**Extracted text**
○ ○ ○ ○

# Ooops! We had a fire on Sunday



## indacup (May 10, 2011)

We had a little mishap which I thought I’d share with all of you in an effort to prevent it from happening to you all.

In the past, I would prepare charcoal in the Chimney, and then dump it into my Weber smoker.

This past Sunday, I was doing a lot of smoking and about half way thru, realized I was running low on briquettes, and asked my wife to pick up a bag for me while she was shopping.

She did, but instead of the normal type, she purchased the “easy starting” that do not need lighter fluid, I saw that, but it didn’t faze me since I don’t use fluid anyway.

So, once I used lit the charcoal, I dumped it into the smoker, then wrapped up the remainder of the unused charcoal and placed it in the storage area underneath the grill.

About 40 minutes later, I see a plume of smoke coming from my backyard and the grill was on fire and so was the wall of my garage.

In retrospect, I don’t know if my next response was smart, stupid or just lucky, but knowing that the bar-B-Que was on fire, I opened up the storage area (source of the fire), and knowing the propane tank was now getting burned, I reached in, detached it and tossed it into our swimming pool.

I then proceeded to get the garden hose and put out the fire before the fire department arrived.

What happened was apparently a spark or ember made contact with the bag of easy light charcoal, and since the combustion level is so much less than standard charcoal, it quickly caught on fire, whereas normal charcoal would not have reacted that way.

Just thought I’d share this info to all of you….


----------



## alblancher (May 10, 2011)

So there is a storage area under the Weber where you can store propane tanks and charcoal?  Sounds like an accident waiting to happen.  Glad things got under control without any real problems.  Is the propane tank now a permanent pool floaty?


----------



## biaviian (May 10, 2011)

Great warning to others!  I too had a scare like that where the line coming from the tank was on fire.  I reached in (after debating "do I just run"), pulled it out, and tossed it into the pool as well.  I never want to relive that one as I'm sure you don't either!


----------



## alelover (May 10, 2011)

Glad no one was hurt. Sounds like a hairy situation. Nothing will make you panic like a flaming propane tank. Saw it happen at a party once. Scary shit. I guess your wife will be a little more picky next time she gets you charcoal.


----------



## SmokinAl (May 10, 2011)

Holy Cow! Glad it turned out OK.


----------



## sqwib (May 10, 2011)

[h3]Just glad no one was hurt[/h3][h3] [/h3][h3]I would mod the space under the grill to prevent this from happening again.[/h3][h3] [/h3][h3]I keep a fire extinguisher on my deck with my GOSM BB My grill and chiminea.[/h3][h3]I also keep one with frank and for the outdoor firepit[/h3]


----------



## scarbelly (May 10, 2011)

Great news that everyone is OK - thanks for sharing your experience with us


----------



## jefflisa828 (May 10, 2011)

glad to hear you and your family are ok sounds like a scary situation


----------



## tom37 (May 10, 2011)

One more from here, glad no one was hurt.

○ ○ ○ ○

**Records supplied**
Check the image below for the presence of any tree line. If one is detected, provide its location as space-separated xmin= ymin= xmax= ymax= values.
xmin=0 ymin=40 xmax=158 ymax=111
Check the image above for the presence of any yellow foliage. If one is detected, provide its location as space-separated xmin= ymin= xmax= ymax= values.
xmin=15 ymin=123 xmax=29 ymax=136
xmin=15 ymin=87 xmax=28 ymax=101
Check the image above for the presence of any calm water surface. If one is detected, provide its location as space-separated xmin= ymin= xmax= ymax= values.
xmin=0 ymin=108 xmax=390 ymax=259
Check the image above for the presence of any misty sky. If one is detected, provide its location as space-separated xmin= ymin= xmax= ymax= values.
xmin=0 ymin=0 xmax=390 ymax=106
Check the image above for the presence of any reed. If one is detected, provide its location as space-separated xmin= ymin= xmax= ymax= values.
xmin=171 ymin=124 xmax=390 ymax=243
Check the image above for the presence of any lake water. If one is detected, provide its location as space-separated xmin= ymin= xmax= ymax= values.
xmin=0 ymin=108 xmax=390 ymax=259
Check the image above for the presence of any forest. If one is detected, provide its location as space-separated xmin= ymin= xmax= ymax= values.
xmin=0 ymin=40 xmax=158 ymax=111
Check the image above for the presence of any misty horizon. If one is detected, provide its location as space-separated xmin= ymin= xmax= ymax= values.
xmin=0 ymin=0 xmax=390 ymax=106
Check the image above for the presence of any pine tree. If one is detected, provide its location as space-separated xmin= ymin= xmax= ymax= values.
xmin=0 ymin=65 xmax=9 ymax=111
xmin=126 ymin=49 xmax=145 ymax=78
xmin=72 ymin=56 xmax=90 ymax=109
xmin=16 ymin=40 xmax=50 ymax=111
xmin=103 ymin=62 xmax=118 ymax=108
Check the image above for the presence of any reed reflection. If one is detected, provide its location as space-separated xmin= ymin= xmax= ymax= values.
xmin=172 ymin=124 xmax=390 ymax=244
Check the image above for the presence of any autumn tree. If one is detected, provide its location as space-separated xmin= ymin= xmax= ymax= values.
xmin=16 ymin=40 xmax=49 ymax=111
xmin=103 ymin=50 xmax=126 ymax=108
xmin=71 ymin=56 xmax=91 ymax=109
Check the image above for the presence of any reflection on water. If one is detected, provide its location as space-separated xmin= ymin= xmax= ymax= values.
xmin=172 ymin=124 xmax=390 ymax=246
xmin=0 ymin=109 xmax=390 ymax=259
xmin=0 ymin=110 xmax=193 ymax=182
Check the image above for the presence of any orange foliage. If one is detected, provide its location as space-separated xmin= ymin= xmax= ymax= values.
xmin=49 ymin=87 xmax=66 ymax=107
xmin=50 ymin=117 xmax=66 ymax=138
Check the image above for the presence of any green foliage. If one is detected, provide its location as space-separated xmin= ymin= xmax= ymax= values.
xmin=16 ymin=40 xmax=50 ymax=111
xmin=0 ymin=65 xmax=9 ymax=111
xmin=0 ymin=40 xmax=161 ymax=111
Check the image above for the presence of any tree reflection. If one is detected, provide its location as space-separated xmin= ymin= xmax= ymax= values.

○ ○ ○ ○

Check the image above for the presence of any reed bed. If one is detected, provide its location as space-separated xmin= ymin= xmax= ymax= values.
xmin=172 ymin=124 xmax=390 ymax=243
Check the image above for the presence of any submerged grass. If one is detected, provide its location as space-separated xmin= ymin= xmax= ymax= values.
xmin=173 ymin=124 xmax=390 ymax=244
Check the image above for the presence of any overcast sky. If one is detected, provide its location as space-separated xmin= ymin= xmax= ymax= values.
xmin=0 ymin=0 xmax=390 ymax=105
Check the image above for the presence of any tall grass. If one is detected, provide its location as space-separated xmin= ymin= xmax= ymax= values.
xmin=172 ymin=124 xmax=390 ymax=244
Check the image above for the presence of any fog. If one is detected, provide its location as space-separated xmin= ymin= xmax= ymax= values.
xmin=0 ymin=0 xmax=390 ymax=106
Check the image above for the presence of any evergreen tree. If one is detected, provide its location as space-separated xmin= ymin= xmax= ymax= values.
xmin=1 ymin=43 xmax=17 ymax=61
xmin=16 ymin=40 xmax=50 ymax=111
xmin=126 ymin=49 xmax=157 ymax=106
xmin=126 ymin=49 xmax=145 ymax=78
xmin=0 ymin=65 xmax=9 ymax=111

○ ○ ○ ○

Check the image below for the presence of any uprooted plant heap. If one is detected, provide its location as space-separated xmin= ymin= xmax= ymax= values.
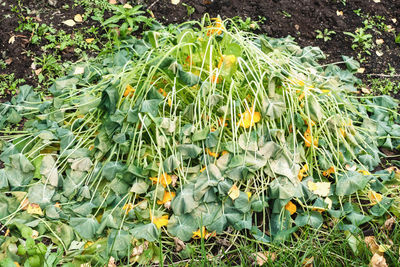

○ ○ ○ ○

**Short problem**
Answer these three questions using the grill fire thread:
1. What type of charcoal did indacup's wife buy?
2. Where did indacup toss the propane tank after detaching it?
3. In biaviian's scare, what was on fire?

**Expected output**
1. The "easy starting" kind that does not need lighter fluid.
2. Into the swimming pool.
3. The line coming from the tank.